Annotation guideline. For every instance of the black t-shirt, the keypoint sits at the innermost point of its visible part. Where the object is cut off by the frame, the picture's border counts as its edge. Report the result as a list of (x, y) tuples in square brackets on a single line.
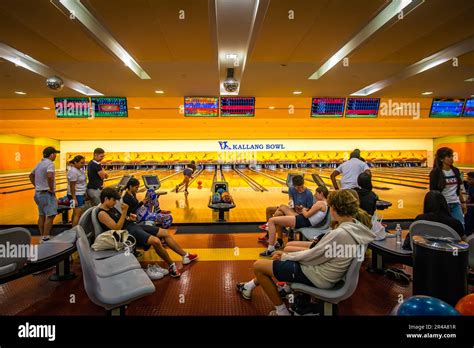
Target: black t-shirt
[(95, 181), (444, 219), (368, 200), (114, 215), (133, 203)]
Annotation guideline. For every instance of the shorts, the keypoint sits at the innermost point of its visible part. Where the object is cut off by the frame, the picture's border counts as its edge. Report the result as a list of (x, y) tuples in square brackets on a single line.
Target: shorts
++++++++++++++++++++
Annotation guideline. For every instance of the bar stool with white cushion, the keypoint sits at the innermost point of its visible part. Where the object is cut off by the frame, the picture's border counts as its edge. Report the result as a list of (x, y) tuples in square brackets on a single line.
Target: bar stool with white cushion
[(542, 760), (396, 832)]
++++++++++++++++++++
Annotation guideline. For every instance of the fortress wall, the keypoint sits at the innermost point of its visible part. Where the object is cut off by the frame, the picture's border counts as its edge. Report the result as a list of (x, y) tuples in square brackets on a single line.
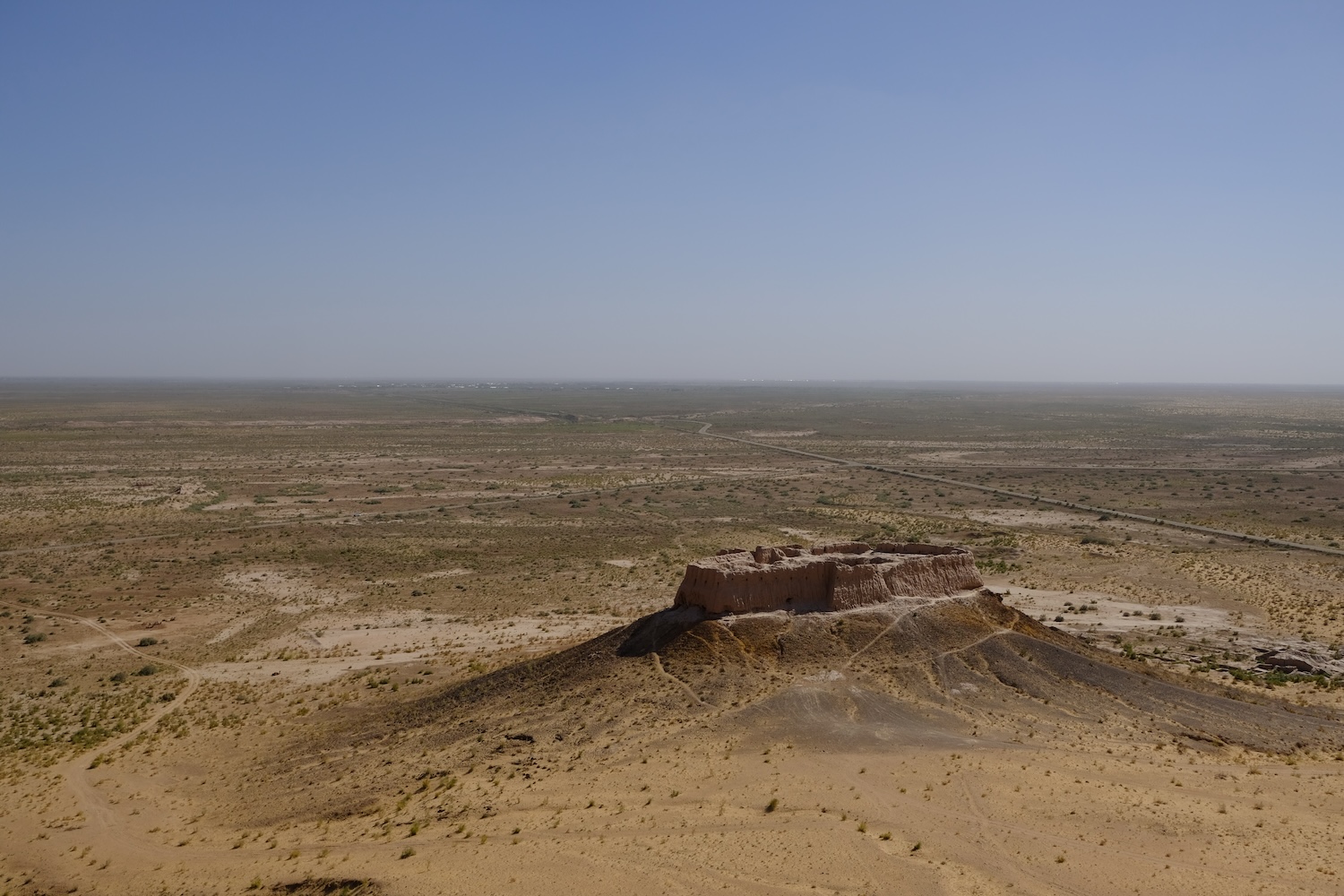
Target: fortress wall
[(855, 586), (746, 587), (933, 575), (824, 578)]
++++++++++++++++++++
SHORT EXERCISE ->
Please update the data from the line with "Annotation guideline. For every instance of the black" to the line with "[(95, 181), (444, 219), (368, 200), (114, 215), (133, 203)]", replacing "keypoint" with "marker" and changing nothing else. Leave the pictures out.

ANSWER FOR THE TASK ->
Annotation guideline. For every instance of the black t-shirt, the marker sits at the innermost point of its visible part. Where the object is cut off by the frame, the picture's border counts as its edge. Report the result as a list of (x, y) tuples in square brackets on a single line.
Target: black t-shirt
[(95, 181), (444, 219), (368, 200), (114, 215), (133, 203)]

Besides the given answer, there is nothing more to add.